What lines below mention the word "black"? Copy each one.

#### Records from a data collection
*** Begin section ***
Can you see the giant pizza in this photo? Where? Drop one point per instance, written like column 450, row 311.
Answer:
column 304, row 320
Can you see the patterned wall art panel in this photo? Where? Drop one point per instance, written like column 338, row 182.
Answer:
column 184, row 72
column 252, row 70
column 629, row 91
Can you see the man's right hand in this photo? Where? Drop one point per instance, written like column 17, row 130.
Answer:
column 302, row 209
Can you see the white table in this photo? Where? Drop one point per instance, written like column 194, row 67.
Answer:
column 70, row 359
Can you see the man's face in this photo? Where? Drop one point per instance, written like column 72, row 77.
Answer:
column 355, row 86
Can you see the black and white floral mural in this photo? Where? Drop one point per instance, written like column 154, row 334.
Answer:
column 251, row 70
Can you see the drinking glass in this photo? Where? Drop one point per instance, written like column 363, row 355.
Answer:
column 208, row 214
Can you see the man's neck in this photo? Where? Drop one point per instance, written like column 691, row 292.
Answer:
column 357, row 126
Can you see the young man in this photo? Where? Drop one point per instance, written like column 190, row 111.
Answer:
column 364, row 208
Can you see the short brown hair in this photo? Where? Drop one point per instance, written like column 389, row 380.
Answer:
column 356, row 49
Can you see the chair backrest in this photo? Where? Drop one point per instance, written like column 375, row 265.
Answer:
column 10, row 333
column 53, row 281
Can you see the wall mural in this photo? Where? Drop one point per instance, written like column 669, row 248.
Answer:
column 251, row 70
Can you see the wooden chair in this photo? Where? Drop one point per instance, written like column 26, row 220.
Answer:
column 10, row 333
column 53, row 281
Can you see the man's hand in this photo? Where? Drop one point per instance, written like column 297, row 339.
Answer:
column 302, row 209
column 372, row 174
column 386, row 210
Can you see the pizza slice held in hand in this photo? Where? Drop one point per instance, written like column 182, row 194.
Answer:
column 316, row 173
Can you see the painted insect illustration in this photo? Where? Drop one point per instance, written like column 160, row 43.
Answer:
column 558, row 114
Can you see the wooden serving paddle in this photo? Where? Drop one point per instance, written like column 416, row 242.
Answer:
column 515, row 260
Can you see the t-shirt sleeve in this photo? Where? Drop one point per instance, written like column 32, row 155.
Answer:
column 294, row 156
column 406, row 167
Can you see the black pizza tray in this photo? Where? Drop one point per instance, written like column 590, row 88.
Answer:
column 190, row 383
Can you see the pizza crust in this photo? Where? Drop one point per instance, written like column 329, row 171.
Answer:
*** End section ***
#### Exercise output
Can you see the black and white floral mural in this photo? Where? Drop one point per instance, written like column 154, row 334.
Can you see the black pizza tray in this photo? Where? Drop one point per instance, written like column 590, row 88.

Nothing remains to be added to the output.